What you output should match the data below exactly.

**MATERIALS PROVIDED:**

%%

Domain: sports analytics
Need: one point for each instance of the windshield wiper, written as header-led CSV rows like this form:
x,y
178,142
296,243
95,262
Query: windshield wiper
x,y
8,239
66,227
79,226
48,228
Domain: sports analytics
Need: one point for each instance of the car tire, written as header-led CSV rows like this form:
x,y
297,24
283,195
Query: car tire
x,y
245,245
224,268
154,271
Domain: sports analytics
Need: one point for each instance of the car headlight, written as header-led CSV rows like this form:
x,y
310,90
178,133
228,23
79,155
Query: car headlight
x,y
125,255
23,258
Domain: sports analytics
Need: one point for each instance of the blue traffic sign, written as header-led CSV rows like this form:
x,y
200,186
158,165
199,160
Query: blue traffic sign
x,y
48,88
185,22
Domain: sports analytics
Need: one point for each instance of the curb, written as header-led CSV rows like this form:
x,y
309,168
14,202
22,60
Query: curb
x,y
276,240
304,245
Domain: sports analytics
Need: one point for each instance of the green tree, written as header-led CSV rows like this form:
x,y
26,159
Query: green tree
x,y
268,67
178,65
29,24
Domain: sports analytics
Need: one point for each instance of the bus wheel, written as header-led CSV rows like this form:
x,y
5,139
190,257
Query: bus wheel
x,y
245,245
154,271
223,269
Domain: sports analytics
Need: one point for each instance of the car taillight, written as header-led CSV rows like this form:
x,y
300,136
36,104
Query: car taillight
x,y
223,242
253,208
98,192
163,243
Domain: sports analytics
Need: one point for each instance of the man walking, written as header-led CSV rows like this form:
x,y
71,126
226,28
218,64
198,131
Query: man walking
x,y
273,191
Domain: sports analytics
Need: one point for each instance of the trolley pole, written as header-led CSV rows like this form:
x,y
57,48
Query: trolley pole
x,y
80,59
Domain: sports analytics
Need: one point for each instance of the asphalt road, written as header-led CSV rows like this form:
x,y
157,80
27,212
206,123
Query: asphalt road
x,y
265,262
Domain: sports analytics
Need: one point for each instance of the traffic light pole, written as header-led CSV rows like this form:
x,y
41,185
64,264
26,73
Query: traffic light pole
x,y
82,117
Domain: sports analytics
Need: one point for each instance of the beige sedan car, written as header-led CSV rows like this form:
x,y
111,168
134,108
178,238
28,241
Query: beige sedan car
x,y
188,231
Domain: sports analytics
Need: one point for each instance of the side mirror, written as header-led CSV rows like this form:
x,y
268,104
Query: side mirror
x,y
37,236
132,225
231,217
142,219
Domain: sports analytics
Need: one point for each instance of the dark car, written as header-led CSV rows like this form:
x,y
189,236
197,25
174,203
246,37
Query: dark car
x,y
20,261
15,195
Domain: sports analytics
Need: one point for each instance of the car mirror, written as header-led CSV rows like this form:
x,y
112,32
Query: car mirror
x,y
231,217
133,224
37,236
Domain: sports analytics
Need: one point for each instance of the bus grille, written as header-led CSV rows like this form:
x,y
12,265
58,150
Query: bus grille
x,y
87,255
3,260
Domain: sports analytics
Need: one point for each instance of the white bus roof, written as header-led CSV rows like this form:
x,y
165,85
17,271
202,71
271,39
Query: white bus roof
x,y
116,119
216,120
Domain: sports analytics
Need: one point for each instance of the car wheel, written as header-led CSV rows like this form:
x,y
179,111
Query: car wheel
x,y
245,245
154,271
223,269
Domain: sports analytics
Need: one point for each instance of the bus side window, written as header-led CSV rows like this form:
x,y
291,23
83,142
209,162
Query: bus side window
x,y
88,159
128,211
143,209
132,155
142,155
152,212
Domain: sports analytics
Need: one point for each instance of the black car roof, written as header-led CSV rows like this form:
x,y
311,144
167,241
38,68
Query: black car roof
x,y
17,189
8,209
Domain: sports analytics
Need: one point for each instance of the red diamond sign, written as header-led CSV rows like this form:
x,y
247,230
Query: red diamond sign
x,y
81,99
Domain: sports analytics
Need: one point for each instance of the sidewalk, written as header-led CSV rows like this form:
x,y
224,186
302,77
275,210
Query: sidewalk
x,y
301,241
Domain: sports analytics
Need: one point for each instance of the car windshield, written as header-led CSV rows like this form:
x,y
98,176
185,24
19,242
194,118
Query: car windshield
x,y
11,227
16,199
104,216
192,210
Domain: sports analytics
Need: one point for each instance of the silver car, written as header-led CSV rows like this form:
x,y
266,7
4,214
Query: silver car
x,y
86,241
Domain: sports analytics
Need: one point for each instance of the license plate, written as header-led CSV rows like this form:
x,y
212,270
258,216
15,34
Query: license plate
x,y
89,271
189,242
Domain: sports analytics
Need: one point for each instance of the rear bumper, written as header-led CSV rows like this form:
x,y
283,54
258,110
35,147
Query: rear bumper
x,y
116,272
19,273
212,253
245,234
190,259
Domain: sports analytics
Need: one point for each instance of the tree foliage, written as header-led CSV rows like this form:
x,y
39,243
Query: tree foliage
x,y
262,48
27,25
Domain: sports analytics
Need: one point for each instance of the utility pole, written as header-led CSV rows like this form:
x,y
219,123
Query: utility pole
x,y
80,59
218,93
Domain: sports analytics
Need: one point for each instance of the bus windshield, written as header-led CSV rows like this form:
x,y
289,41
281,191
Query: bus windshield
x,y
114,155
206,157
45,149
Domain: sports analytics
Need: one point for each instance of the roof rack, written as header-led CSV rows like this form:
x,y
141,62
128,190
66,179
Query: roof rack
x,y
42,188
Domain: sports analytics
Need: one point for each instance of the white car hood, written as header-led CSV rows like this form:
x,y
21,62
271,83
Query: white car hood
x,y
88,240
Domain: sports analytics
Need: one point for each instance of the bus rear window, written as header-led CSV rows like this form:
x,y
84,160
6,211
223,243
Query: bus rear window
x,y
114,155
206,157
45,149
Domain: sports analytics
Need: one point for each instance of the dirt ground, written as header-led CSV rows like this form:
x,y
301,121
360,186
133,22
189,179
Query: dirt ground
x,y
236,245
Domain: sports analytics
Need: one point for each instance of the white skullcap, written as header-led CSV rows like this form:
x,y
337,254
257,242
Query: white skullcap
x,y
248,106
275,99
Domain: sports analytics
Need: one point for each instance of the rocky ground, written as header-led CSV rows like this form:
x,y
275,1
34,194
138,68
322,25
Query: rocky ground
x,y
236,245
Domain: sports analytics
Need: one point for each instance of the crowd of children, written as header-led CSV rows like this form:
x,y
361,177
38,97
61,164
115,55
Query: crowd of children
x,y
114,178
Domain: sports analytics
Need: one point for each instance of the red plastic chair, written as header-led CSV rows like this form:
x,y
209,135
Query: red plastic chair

%%

**EXERCISE OUTPUT:**
Domain: sports analytics
Need: one point for each instance of the windshield wiper, written as header-led CSV rows like this form:
x,y
178,142
296,243
95,262
Query: windshield wiper
x,y
8,239
66,227
79,226
48,228
Domain: sports analytics
Need: one point for each instance of the car tire, written as header-led CSV rows like this form:
x,y
297,24
283,195
Query: car tire
x,y
245,245
224,268
154,271
Domain: sports analytics
Need: one point for each instance of the car headlight, written as header-led CSV rows like this form:
x,y
310,90
178,133
228,23
79,155
Query: car headlight
x,y
125,255
23,258
Domain: sports analytics
Need: one point for each instance of the blue traffic sign, written as header-led CSV rows like this form:
x,y
200,186
158,165
199,160
Query: blue traffic sign
x,y
48,88
185,22
Domain: sports analytics
Need: one point for each instance of the curb, written as header-led CSV rows like this form:
x,y
309,168
14,202
22,60
Query: curb
x,y
276,240
304,245
Domain: sports analytics
Need: one point for each instance of the green tree, written as header-led CSV rows like this form:
x,y
26,159
Query: green tree
x,y
268,67
178,65
29,24
Domain: sports analytics
Need: one point for each instance of the bus wheel, written as header-led CSV rows like this form:
x,y
5,139
190,257
Query: bus wheel
x,y
245,245
154,271
223,269
Domain: sports analytics
Need: one point for each instance of the car taillight, written as header-led CSV rows like this form:
x,y
300,136
36,104
Query: car taillight
x,y
223,242
253,208
98,192
163,243
Domain: sports analytics
Need: one point for each instance of the man walking, written as header-led CSV rows like this form:
x,y
71,126
226,28
218,64
198,131
Query: man walking
x,y
273,191
Domain: sports analytics
Need: one point for each instance of the trolley pole, written as header-led CSV rows like this form:
x,y
57,48
Query: trolley pole
x,y
80,59
Domain: sports analytics
Need: one point for each instance of the asphalt road, written as header-led CSV rows like this form:
x,y
157,80
27,212
206,123
Query: asphalt road
x,y
265,262
Domain: sports analytics
Need: one point for each instance of the traffic light pole, written as header-led CSV rows like this form:
x,y
41,185
64,264
26,73
Query: traffic light pole
x,y
82,117
Domain: sports analytics
Need: one point for each instance of the beige sedan car, written as header-led CSV rows like this form:
x,y
111,168
134,108
178,238
28,241
Query: beige sedan car
x,y
188,231
Domain: sports analytics
Need: one point for each instance of the side mirror, written as header-led CSV rows like this form:
x,y
268,104
Query: side mirror
x,y
37,236
132,225
231,217
142,219
Domain: sports analytics
Need: one point for each instance of the dark car, written as header-led CSV rows like this form:
x,y
189,236
197,25
174,203
246,37
Query: dark car
x,y
20,261
15,195
Domain: sports analytics
Need: one point for each instance of the car mirror, written as header-led CSV rows like this form:
x,y
112,32
Query: car mirror
x,y
231,217
133,224
37,236
Domain: sports analytics
Need: one point for each instance of the bus grille, written as header-led CSV rows like this form:
x,y
12,265
58,150
Query: bus grille
x,y
87,255
3,260
Domain: sports analytics
Need: one point for each instance of the white bus roof, written as header-led CSV rows like this form:
x,y
165,85
17,271
202,71
271,39
Query: white bus roof
x,y
116,119
216,120
Domain: sports analytics
Need: one point for each instance of the car wheel, written as header-led CSV rows like this form:
x,y
179,111
Query: car wheel
x,y
245,245
154,271
223,269
Domain: sports analytics
Need: one point for each instance of the bus side window, written as header-led CSV rows like this form:
x,y
291,23
83,142
209,162
Query: bus side window
x,y
88,159
128,211
143,209
132,155
142,155
152,212
Domain: sports analytics
Need: one point for each instance of the black car roof, written as header-led CSV rows like this form:
x,y
311,144
167,241
38,68
Query: black car roof
x,y
17,189
8,209
Domain: sports analytics
Need: one point for each instance of the red diamond sign, written as header-led CSV rows like this form:
x,y
247,230
Query: red diamond sign
x,y
81,99
Domain: sports analytics
Need: one point for each instance of the sidewalk, written as header-led CSV rows like this form:
x,y
224,186
302,77
275,210
Query: sidewalk
x,y
301,241
Domain: sports analytics
Need: one point for each instance of the car windshield, written as header-led CSV rows like this form:
x,y
98,176
185,24
19,242
194,118
Query: car windshield
x,y
11,227
16,199
104,216
192,210
Domain: sports analytics
Need: one point for each instance of the silver car, written as header-led CSV rows like this form:
x,y
266,7
4,214
Query: silver car
x,y
86,241
Domain: sports analytics
Need: one point for each instance of the license plate, written as header-led CSV rows like this form:
x,y
212,270
258,216
15,34
Query: license plate
x,y
89,271
189,242
Domain: sports analytics
Need: one point for each instance of the rear bumper, written as header-led CSV rows like this form:
x,y
283,54
258,110
35,147
Query: rear bumper
x,y
116,272
19,273
212,253
245,234
190,259
Domain: sports analytics
Need: one point for each instance of the tree foliage, written as header-led CSV rows like this form:
x,y
39,243
Query: tree foliage
x,y
262,48
27,25
Domain: sports analytics
Need: one point for each instance of the utility pole, written as header-led CSV rows like this form:
x,y
219,123
Query: utility pole
x,y
80,59
218,93
Domain: sports analytics
Need: one point for each instance of the bus windshield, written as header-led CSV rows like this form:
x,y
289,41
281,191
Query: bus windshield
x,y
114,155
206,157
45,149
Domain: sports analytics
Need: one point for each instance of the roof rack, written as header-led CSV rows like this form:
x,y
141,62
128,190
66,179
Query: roof rack
x,y
42,188
Domain: sports analytics
Need: one point for each instance of the white car hood, written as header-led CSV rows like this form:
x,y
21,62
271,83
Query: white car hood
x,y
88,240
Domain: sports analytics
Need: one point for each instance of the bus rear window, written as header-led CSV rows like this form:
x,y
84,160
6,211
223,243
Query: bus rear window
x,y
114,155
206,157
45,149
Domain: sports analytics
Need: one point for each instance of the dirt ground, written as header-led CSV rows like this form:
x,y
301,121
360,186
133,22
189,179
Query: dirt ground
x,y
236,245
Domain: sports analytics
Need: one point for each instance of the white skullcap, written as header-led CSV rows like this form:
x,y
337,254
257,242
Query: white skullcap
x,y
248,106
275,99
Domain: sports analytics
Need: one point for each instance of the rocky ground, written as header-led CSV rows like this form:
x,y
275,1
34,194
138,68
322,25
Query: rocky ground
x,y
236,245
Domain: sports analytics
Need: one point for each instance of the crowd of children, written as header-led CSV rows like this form:
x,y
361,177
38,97
61,164
115,55
Query: crowd of children
x,y
114,178
Domain: sports analytics
Need: one point for each instance of the red plastic chair, written as header-led CSV rows like this form:
x,y
209,135
Query: red plastic chair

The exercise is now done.